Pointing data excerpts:
(begin)
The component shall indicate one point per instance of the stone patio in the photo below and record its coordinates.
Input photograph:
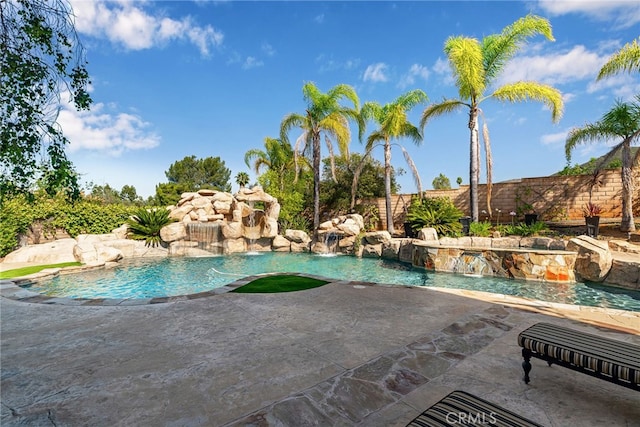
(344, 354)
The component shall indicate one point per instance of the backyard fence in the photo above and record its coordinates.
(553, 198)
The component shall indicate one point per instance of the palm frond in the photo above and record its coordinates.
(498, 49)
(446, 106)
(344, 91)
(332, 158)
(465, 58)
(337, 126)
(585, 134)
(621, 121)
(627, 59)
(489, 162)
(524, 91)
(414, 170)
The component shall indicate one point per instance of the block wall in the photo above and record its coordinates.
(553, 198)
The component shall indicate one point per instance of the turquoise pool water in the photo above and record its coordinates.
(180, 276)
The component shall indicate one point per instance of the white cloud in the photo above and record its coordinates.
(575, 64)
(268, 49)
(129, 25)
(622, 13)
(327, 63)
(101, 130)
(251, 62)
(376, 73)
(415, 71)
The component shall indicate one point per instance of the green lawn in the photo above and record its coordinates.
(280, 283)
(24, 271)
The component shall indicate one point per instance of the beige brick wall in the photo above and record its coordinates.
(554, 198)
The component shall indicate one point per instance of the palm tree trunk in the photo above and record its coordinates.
(end)
WRITTEN PROBLEM: Write out the material above again with "system" in place of "component" everywhere, changing nothing else and leaving out the pictures.

EXERCISE OUTPUT:
The system shall indicate one point per instance of the stone patio in the photo below and record its coordinates.
Input photograph:
(344, 354)
The system shall indicate one point per instance of the backyard fence in the photo above and record its coordinates.
(553, 198)
The system shall indicate one point per instance of the palm frond in the photo above and record its coordinates.
(498, 49)
(446, 106)
(344, 91)
(332, 158)
(465, 58)
(337, 126)
(585, 134)
(621, 121)
(627, 59)
(489, 162)
(524, 91)
(414, 170)
The system shall indicate one point per instance of the block wall in the photo above and record its coordinates.
(553, 198)
The system shall indicate one point per instance of the turquoise pool water in the photo above and record its coordinates.
(180, 276)
The system shall indicate one point per instance of the white cloud in the photo above and record its coordinates.
(575, 64)
(268, 49)
(129, 25)
(622, 13)
(327, 63)
(101, 130)
(251, 62)
(376, 73)
(415, 71)
The system shall indicate one point per instance of the green lawn in the photo above and record its coordinates.
(280, 283)
(24, 271)
The system shall indicate one point per instance of the beige brick wall in the photo above and record its coordinates.
(554, 198)
The system shall indicate one point per instance of the palm tree trunk in the photo above and record its coordinates.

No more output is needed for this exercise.